AUFGABE – Gib aus dem Text über die Koalitionskriege die Stelle von "Als Koalitionskriege wird" bis "Erste Koalitionskrieg (1792-1797)" wortgetreu wieder.

Als Koalitionskriege wird eine Folge von Kriegen zwischen den verbündeten europäischen Monarchien und dem revolutionären bzw. napoleonischen Frankreich bezeichnet. Von den Kriegen war die Schweiz unterschiedlich betroffen.

Der Erste Koalitionskrieg (1792-1797)

Soldaten der eidgenössischen Kontingente bewachen 1793 bei der Schanze von St. Jakob in Basel die Grenze. Kolorierte Radierung von Rudolf Huber (Staatsarchiv Basel-Stadt, BILD Falk. A 276).
Soldaten der eidgenössischen Kontingente bewachen 1793 bei der Schanze von St. Jakob in Basel die Grenze. Kolorierte Radierung von Rudolf Huber (Staatsarchiv Basel-Stadt, BILD Falk. A 276).

Während des Ersten Koalitionskrieges diente die am Rand des süddeutschen und des norditalienischen Kriegsschauplatzes liegende neutrale Eidgenossenschaft den Krieg führenden Mächten als Flankenschutz; von Kampfhandlungen blieb sie verschont. Ende April 1792 rückten französische Truppen in den nördlichen, zum Heiligen Römischen Reich gehörenden Teil des Fürstbistums Basel ein, der sich im November als Raurachische Republik konstituierte und im März 1793 in das französische Departement Mont-Terrible umgewandelt wurde. Eine ausserordentliche Tagsatzung nahm daraufhin Genf, Neuenburg und den südlichen Teil des Fürstbistums Basel in die schweizerische Neutralität auf und organisierte auf der Grundlage des Defensionales von Baden den Schutz der besonders gefährdeten Stadt Basel durch eidgenössische Kontingente. Nach der französischen Annexion Savoyens im September 1792 entsandten Bern und Zürich Hilfstruppen nach Genf. Diese mussten jedoch Ende November als Gegenleistung für die Schonung der Rhonestadt wieder abziehen, worauf in Genf die Revolution erfolgreich war.

DATENAUSZUG –

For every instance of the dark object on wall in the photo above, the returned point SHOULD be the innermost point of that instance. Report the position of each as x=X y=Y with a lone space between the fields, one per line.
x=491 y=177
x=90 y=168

ANTWORT –
Als Koalitionskriege wird eine Folge von Kriegen zwischen den verbündeten europäischen Monarchien und dem revolutionären bzw. napoleonischen Frankreich bezeichnet. Von den Kriegen war die Schweiz unterschiedlich betroffen.

Der Erste Koalitionskrieg (1792-1797)